BEGIN SUPPLIED ENTRIES
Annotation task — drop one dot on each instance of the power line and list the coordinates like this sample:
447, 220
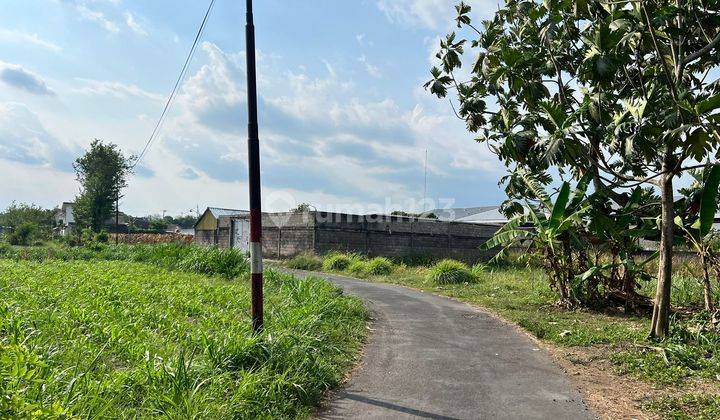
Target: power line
156, 130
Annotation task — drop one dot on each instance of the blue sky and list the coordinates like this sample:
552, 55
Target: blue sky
344, 119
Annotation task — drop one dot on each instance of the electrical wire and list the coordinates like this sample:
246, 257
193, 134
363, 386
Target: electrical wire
173, 93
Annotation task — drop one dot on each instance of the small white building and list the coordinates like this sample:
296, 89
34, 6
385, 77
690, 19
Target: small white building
64, 219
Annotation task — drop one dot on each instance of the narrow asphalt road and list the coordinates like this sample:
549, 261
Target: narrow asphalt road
433, 357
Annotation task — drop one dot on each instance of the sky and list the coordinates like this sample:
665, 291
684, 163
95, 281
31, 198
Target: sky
344, 120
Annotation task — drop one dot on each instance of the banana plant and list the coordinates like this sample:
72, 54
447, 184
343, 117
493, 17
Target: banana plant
703, 204
553, 235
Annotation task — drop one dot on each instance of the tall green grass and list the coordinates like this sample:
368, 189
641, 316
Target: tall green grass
450, 272
117, 339
225, 262
305, 261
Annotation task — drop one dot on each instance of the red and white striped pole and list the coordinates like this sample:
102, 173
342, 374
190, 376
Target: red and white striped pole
256, 280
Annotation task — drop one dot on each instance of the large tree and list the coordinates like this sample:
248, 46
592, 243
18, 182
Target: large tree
102, 172
625, 90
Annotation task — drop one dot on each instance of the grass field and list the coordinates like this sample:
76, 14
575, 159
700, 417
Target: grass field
521, 294
123, 339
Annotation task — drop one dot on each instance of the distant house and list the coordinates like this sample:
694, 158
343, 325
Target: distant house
484, 215
65, 221
214, 226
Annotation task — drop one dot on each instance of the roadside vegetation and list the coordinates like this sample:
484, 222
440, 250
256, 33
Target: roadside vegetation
163, 330
687, 364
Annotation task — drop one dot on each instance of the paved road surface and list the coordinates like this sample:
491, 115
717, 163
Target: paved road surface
433, 357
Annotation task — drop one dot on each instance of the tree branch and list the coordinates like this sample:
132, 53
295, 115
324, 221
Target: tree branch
704, 50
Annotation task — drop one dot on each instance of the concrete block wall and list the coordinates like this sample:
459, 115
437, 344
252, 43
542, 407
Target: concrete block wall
288, 234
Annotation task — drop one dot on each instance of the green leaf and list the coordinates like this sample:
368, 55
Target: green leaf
708, 202
708, 104
504, 238
560, 204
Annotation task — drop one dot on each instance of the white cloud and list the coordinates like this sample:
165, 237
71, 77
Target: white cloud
133, 24
372, 70
24, 139
115, 89
21, 78
97, 17
319, 135
430, 14
17, 37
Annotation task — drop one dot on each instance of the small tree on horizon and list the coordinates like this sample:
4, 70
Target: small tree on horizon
102, 173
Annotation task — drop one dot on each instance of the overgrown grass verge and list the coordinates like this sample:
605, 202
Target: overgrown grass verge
522, 295
688, 406
118, 339
224, 262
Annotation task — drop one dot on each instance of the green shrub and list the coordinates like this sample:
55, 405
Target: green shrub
23, 234
305, 261
101, 237
358, 268
379, 266
338, 262
450, 272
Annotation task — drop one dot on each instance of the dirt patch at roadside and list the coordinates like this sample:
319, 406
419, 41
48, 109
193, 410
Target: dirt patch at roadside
608, 394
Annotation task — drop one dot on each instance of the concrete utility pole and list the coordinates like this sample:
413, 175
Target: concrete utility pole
256, 280
117, 215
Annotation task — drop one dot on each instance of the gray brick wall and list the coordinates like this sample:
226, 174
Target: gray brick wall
288, 234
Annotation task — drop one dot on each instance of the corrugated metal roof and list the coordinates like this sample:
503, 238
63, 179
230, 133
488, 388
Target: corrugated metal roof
459, 213
490, 216
219, 211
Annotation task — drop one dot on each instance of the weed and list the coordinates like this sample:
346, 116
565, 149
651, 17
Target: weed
118, 339
338, 261
449, 272
305, 261
379, 266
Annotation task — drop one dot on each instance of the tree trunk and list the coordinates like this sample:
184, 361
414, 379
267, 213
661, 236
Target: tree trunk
707, 289
661, 310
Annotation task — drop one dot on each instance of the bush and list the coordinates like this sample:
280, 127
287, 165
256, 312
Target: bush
379, 266
101, 237
450, 272
358, 268
305, 261
338, 262
23, 234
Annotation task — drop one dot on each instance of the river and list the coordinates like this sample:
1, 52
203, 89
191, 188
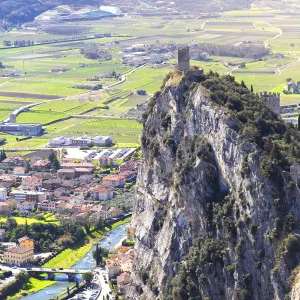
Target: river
87, 262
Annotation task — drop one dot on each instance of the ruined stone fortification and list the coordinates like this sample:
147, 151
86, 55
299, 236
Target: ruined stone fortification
177, 203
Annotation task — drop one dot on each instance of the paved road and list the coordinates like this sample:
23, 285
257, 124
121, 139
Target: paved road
9, 279
123, 79
103, 281
54, 270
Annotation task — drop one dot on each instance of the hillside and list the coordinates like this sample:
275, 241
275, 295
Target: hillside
20, 11
217, 210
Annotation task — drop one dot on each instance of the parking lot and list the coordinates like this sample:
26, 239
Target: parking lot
86, 295
119, 153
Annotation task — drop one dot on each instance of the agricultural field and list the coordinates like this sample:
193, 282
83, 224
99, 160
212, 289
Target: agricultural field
77, 111
124, 132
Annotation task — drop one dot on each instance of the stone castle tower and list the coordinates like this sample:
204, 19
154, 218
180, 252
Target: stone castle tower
184, 59
272, 99
12, 118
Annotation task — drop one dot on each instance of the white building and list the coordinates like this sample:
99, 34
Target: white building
103, 141
24, 195
3, 194
59, 141
102, 193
END SUPPLIED ENTRIES
TASK PROMPT: Pictures are not part of the copy; output everything else in the records exactly.

RESPONSE BOX:
Annotation task — drop one dot on each instance of the power line and list the coordinates like this sample:
447, 220
Target: power line
156, 130
Annotation task — drop one dot on each instance of the blue sky and list the coordinates like this sample:
552, 55
Target: blue sky
344, 119
Annotation task — drop one dot on each instance of the electrical wire and list the coordinates like this sample:
246, 257
193, 134
363, 386
Target: electrical wire
173, 93
Annotation task — drop one dot on each instance of the small white building and list the coordinates like this sample:
296, 89
34, 6
385, 77
690, 19
Target: small white building
64, 219
Annotation task — drop one dot on each instance of the narrow asphalt road and list the coordinates like this sample:
549, 261
Target: narrow asphalt road
433, 357
Annotation task — drop one dot on each instance of the sky and list the coordinates like this sample:
665, 291
684, 163
95, 281
31, 198
Target: sky
344, 120
Annotation task — drop one dot on each instance of the banana plant and list the coordinates like this sample:
72, 54
447, 184
343, 117
493, 17
Target: banana plant
703, 204
553, 235
Annotation task — drop one dot on each instance of the tall green grass and list the coordinates like this sample:
368, 189
641, 316
Target: tall green grass
450, 272
117, 339
225, 262
305, 261
Annotation task — drop one dot on each instance of the red and white striped pole and list the coordinates like this sample:
102, 173
342, 374
190, 376
Target: red and white striped pole
256, 280
Annotation task — drop one dot on each instance of the large tree and list the coordinates like this sample:
248, 46
592, 243
18, 182
Target: large tree
102, 172
625, 90
Annotation task — drop one dot on each instance of the grass field and list the coordinates like this sample:
76, 14
575, 159
700, 417
Target: grass field
521, 294
123, 339
Annotation task — drop one dot on each instance of the distant house and list the coordinates like this sample:
694, 158
343, 325
Target: distant house
484, 215
65, 221
214, 226
Annotation task — drop one dot on each instance of the roadside vegetation and list the coordinates like this sample:
484, 222
440, 250
256, 33
Target: roadside vegetation
163, 330
687, 364
Annotation task — drop one dot on each instance of the paved road surface and list the coordinates like this sample:
491, 115
717, 163
Target: paved road surface
433, 357
Annotation task — drop one dot on each instance of the tree branch and list the coordinates like this sample:
132, 53
295, 115
324, 221
Target: tree branch
704, 50
Annotation task — drop one dot on each instance of the concrete block wall and list the coordinates like this sample:
459, 115
437, 344
252, 43
542, 407
Target: concrete block wall
288, 234
Annotation task — drop one dot on each instance of the green leaf and list the coordinates like this sample:
368, 55
Target: green leaf
708, 202
708, 104
504, 238
560, 204
Annotation task — drop one dot on each instance of the white cloud and list the coordinates like this sample:
165, 237
71, 77
Target: white cloud
133, 24
372, 70
24, 139
115, 89
21, 78
97, 17
319, 135
430, 14
17, 37
Annotation task — drop one dot on each instance of the small tree on horizon and list the coordinates like this sample:
4, 70
Target: small tree on horizon
102, 173
Annotation task — drop one dot on each instance of the overgrown grass verge and list the coordinates like this sample:
605, 202
Target: overgrown grass verge
522, 295
688, 406
118, 339
224, 262
Annotation task — drop one dot on each instance of the green shrub and list the coordinates like this sample:
55, 405
Target: green shrub
23, 234
305, 261
101, 237
358, 268
379, 266
338, 262
450, 272
Annotation task — drop one dot on each instance of the dirt patch at roadside and list the coordinates like this sample:
319, 406
419, 41
48, 109
193, 410
Target: dirt patch at roadside
608, 394
Annotation task — drop one dot on each instance of the concrete utility pole and list the coordinates like this sample:
413, 175
Target: concrete utility pole
256, 280
117, 215
Annotation task — drop one dot on each instance of the gray brick wall and list the coordinates like this sample:
226, 174
Target: gray brick wall
288, 234
Annotation task — drop one dot on each instance of the corrugated metal roof and list the coordinates like this sample:
503, 238
63, 179
230, 133
488, 388
Target: corrugated metal roof
459, 213
490, 216
219, 211
Annotation task — drop one dot on each instance of the weed and list the coordinates like this sample:
346, 116
565, 149
651, 17
Target: weed
118, 339
338, 261
449, 272
305, 261
379, 266
Annotation task — drop one dot on each instance of the tree trunk and list the coordinates like this sample:
184, 361
414, 379
267, 213
661, 236
Target: tree trunk
707, 289
661, 310
Annotation task — drop one dot on each instance of the bush and list the coordinates like this sample:
280, 127
287, 165
256, 312
Target: bush
379, 266
101, 237
450, 272
358, 268
305, 261
338, 262
23, 234
Annotation task — drop one dot on each instance of the river and list the coordinates like this sample:
1, 52
203, 89
191, 188
Target: river
87, 262
Annotation task — drop one dot on each instance of the ruined stone fortification and list the coordinates like this sample:
147, 151
86, 55
299, 236
Target: ruined stone fortification
177, 203
Annotation task — drop one dot on each instance of the paved road and list the coordinates like this sample:
23, 285
257, 124
121, 139
Target: paved road
9, 279
123, 79
103, 281
54, 270
Annotation task — drop one dot on each instance of the hillside and list the coordinates like this sample:
275, 241
275, 295
Target: hillside
20, 11
217, 210
Annotation task — drop one dot on each instance of the parking lot and list the coordinates like this sample:
26, 239
Target: parking lot
86, 295
119, 153
Annotation task — drop one dot on each instance of the agricultural field and list the coordinates like this sample:
193, 282
83, 224
99, 160
212, 289
Target: agricultural field
77, 111
124, 132
Annotation task — drop one dot on each instance of the stone castle tower and list the coordinates like this sample:
204, 19
154, 218
180, 252
Target: stone castle tower
184, 59
272, 99
12, 118
Annotation task — drop one dot on each instance of the white building and list the coordinates like this sample:
99, 34
Target: white building
103, 141
24, 195
3, 194
59, 141
102, 193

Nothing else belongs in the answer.